Word for word, set down every line of the entries below from the line with "Task: indicate the bald" to the line with "Task: indicate the green", including both, and no other line.

Dataset records:
%%
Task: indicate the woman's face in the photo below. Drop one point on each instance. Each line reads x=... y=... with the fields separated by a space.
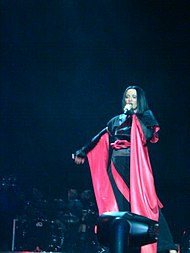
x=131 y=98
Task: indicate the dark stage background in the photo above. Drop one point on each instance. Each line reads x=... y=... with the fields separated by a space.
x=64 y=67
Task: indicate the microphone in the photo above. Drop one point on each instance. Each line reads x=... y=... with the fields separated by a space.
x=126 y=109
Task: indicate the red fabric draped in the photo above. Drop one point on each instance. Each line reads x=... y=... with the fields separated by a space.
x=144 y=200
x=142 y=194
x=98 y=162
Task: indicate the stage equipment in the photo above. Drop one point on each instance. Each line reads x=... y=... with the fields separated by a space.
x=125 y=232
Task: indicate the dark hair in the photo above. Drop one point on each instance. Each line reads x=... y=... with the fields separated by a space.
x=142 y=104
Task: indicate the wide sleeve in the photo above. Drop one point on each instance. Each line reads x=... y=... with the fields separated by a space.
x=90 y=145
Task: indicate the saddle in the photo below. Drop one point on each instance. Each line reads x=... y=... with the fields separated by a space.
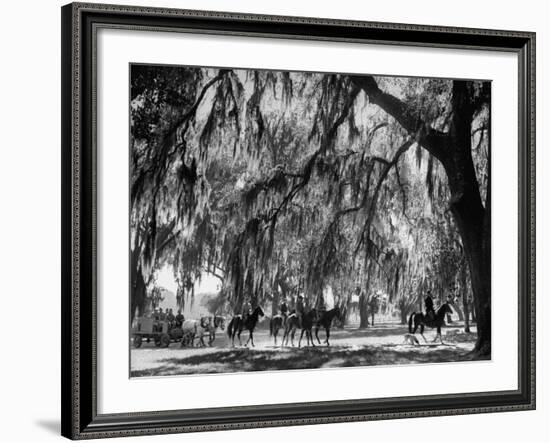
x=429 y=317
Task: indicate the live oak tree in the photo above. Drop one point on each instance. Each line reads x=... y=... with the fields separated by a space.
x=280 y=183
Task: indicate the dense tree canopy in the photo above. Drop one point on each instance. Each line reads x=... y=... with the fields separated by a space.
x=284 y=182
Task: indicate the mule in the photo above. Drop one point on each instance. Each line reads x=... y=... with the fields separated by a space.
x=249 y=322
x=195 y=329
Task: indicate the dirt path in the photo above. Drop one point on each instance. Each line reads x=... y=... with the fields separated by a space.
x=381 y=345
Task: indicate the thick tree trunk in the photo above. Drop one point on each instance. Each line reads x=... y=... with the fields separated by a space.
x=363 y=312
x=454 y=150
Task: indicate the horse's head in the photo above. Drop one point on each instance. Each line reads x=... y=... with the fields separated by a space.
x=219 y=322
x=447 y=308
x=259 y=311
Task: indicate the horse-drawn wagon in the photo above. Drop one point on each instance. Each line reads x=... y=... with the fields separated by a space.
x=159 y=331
%%
%%
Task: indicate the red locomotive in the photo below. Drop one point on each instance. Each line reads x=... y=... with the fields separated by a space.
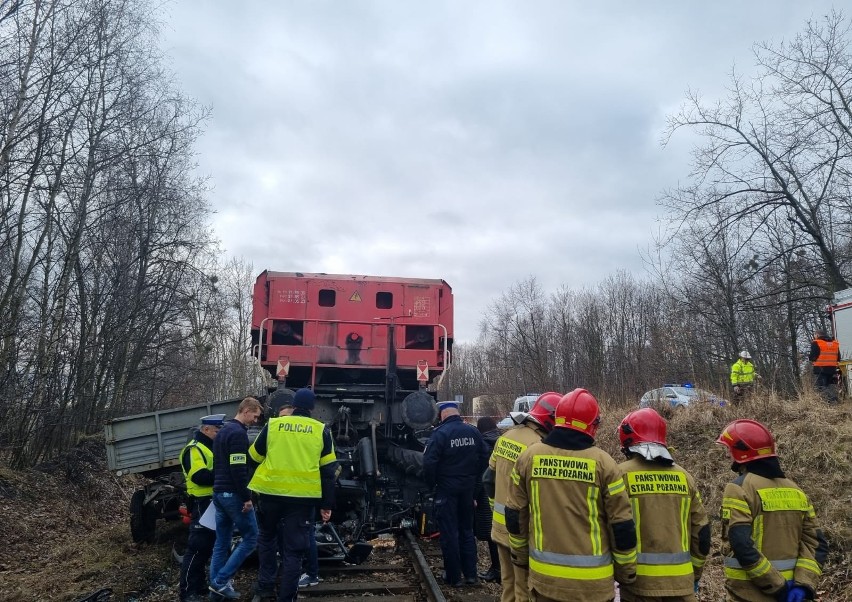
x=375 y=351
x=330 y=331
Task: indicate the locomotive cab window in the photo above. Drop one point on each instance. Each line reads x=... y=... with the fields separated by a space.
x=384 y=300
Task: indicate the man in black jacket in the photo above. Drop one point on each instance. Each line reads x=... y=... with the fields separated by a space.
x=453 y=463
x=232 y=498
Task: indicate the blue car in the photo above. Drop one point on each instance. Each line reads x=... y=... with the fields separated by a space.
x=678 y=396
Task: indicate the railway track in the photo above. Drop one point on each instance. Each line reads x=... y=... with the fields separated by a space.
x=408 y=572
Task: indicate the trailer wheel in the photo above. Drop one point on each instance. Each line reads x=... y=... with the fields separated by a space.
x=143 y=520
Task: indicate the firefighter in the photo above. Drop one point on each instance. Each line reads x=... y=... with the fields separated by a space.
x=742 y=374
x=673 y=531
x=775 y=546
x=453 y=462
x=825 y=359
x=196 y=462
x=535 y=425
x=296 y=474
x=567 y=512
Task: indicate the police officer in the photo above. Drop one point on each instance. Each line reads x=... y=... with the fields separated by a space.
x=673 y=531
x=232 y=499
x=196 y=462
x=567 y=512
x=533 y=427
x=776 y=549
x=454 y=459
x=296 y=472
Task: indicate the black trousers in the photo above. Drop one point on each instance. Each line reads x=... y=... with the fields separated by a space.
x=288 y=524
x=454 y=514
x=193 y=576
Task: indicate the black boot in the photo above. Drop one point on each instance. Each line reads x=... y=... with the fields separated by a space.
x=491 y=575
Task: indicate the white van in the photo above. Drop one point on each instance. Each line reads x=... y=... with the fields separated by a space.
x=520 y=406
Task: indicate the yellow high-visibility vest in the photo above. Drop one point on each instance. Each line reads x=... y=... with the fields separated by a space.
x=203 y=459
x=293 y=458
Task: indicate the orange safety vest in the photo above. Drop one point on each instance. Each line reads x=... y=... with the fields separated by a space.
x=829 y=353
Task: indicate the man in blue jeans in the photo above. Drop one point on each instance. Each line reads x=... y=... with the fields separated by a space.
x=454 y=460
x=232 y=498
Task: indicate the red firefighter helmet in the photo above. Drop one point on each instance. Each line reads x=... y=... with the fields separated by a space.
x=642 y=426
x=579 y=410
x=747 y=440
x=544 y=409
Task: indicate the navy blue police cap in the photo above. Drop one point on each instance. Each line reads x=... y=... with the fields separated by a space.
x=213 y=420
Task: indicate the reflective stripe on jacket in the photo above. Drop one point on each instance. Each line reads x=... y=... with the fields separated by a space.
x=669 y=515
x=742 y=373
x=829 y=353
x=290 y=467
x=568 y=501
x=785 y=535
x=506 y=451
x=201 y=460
%%
%%
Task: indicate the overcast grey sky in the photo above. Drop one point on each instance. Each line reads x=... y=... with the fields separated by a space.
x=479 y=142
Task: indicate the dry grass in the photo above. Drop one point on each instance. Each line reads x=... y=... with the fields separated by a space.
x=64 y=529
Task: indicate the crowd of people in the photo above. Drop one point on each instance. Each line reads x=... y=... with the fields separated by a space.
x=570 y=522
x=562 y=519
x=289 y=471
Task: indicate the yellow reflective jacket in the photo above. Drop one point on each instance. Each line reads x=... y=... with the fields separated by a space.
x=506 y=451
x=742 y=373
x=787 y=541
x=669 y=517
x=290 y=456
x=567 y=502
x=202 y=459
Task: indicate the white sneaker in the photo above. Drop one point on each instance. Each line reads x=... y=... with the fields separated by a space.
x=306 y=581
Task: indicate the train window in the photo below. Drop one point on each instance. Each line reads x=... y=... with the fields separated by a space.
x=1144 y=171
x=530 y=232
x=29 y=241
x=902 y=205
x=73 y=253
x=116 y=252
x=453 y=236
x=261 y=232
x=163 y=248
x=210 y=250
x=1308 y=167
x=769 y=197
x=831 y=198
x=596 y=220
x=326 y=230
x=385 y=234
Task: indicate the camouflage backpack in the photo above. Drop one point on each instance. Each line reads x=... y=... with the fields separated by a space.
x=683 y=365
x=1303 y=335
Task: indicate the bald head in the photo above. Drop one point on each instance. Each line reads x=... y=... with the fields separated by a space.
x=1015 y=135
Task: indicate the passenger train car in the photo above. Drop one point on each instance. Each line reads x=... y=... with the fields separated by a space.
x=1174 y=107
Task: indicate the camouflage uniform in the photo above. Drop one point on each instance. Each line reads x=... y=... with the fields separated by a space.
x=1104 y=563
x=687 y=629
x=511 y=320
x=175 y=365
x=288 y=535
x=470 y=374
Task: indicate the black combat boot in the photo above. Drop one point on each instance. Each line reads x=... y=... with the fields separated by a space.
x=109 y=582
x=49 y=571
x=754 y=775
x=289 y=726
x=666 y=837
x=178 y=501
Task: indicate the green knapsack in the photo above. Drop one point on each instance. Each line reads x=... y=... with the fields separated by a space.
%%
Solved exercise:
Task: indicate the bald head in the photo above. Drop one point on each instance. Each line reads x=... y=... with the fields separated by a space.
x=1015 y=135
Task: indicate the passenger train car in the photo above. Drop one point on each instance. Each line reads x=... y=... with the fields separated by a space.
x=1174 y=107
Task: indicate the camouflage uniform in the photo above. Drop one point on each instance. Each line reads x=... y=... with the fields separated by a space.
x=1104 y=563
x=687 y=629
x=511 y=320
x=175 y=365
x=288 y=535
x=470 y=374
Task: indicate the black combat boot in the photo above. Drop one point on each instance. Each line reads x=... y=... with the fields separated by a space.
x=109 y=582
x=49 y=571
x=754 y=775
x=289 y=726
x=666 y=837
x=178 y=501
Task: indicate the green knapsack in the photo above. Drop one point on each instance. Each line reads x=... y=... with the fields separated by a space.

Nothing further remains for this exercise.